Shape labeling records
** start **
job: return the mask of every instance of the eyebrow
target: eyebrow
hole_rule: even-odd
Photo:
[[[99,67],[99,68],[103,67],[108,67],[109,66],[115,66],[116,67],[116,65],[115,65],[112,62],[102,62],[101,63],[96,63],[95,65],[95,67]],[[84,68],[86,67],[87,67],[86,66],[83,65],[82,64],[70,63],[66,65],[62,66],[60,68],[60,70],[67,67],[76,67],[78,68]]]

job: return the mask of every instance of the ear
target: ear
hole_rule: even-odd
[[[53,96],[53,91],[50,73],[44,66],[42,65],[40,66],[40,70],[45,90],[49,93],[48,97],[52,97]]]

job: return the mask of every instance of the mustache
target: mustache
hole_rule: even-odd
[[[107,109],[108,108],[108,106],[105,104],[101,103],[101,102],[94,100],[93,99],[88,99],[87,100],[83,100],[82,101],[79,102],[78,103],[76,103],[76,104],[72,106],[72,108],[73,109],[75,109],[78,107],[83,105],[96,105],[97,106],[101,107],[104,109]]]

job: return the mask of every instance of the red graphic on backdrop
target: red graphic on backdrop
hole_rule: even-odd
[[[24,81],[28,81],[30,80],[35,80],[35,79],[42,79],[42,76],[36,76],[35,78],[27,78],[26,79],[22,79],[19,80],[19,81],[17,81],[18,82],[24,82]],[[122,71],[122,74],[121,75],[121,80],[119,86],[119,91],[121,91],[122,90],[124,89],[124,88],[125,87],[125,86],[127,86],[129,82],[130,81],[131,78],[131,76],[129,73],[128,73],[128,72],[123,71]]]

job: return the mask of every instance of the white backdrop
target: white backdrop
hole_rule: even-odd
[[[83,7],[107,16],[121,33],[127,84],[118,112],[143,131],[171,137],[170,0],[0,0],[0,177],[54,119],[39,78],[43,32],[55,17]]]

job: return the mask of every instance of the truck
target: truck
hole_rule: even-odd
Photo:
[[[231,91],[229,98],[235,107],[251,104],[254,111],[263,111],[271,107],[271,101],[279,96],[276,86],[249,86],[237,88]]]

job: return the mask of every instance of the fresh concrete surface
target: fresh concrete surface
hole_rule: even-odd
** end **
Render the lines of all the items above as a numbered list, leaving out blank lines.

(Solution):
1. job: return the mask of every instance of the eyebrow
2. target: eyebrow
3. hole_rule: even-odd
4. Photo:
5. [[[99,67],[99,68],[103,67],[108,67],[109,66],[115,66],[116,67],[116,65],[115,65],[112,62],[102,62],[101,63],[96,63],[95,65],[95,67]],[[84,68],[86,67],[87,67],[86,66],[83,65],[82,64],[70,63],[66,65],[62,66],[60,68],[60,70],[67,67],[76,67],[78,68]]]
6. job: return the mask of every instance of the ear
7. target: ear
8. hole_rule: even-odd
9. [[[53,96],[53,91],[50,73],[44,66],[42,65],[40,66],[40,70],[45,90],[49,93],[48,97],[52,97]]]
10. job: return the mask of every instance of the mustache
11. target: mustache
12. hole_rule: even-odd
13. [[[107,109],[108,108],[108,106],[105,104],[101,103],[101,102],[94,100],[93,99],[88,99],[87,100],[83,100],[82,101],[79,102],[78,103],[76,103],[76,104],[72,106],[72,108],[73,109],[75,109],[78,107],[83,105],[96,105],[97,106],[101,107],[104,109]]]
14. job: return the mask of every instance of the red graphic on backdrop
15. target: red graphic on backdrop
16. hole_rule: even-odd
17. [[[24,81],[28,81],[30,80],[35,80],[35,79],[42,79],[42,76],[36,76],[35,78],[27,78],[26,79],[22,79],[19,80],[19,81],[17,81],[18,82],[24,82]],[[122,71],[122,74],[121,75],[121,80],[119,86],[119,91],[121,91],[122,90],[124,89],[124,88],[125,87],[125,86],[127,86],[129,82],[130,81],[131,78],[131,76],[129,73],[128,73],[128,72],[123,71]]]
18. job: return the mask of every instance of the white backdrop
19. target: white backdrop
20. hole_rule: even-odd
21. [[[83,7],[107,16],[121,33],[127,84],[118,112],[143,131],[171,137],[170,0],[0,0],[0,177],[54,119],[39,78],[43,32],[55,17]]]
22. job: return the mask of every instance of the truck
23. target: truck
24. hole_rule: even-odd
25. Photo:
26. [[[231,91],[229,98],[235,107],[251,104],[254,111],[263,111],[271,107],[271,101],[279,96],[276,86],[249,86],[237,88]]]
27. job: return the mask of every instance of the fresh concrete surface
28. target: fresh concrete surface
29. hole_rule: even-odd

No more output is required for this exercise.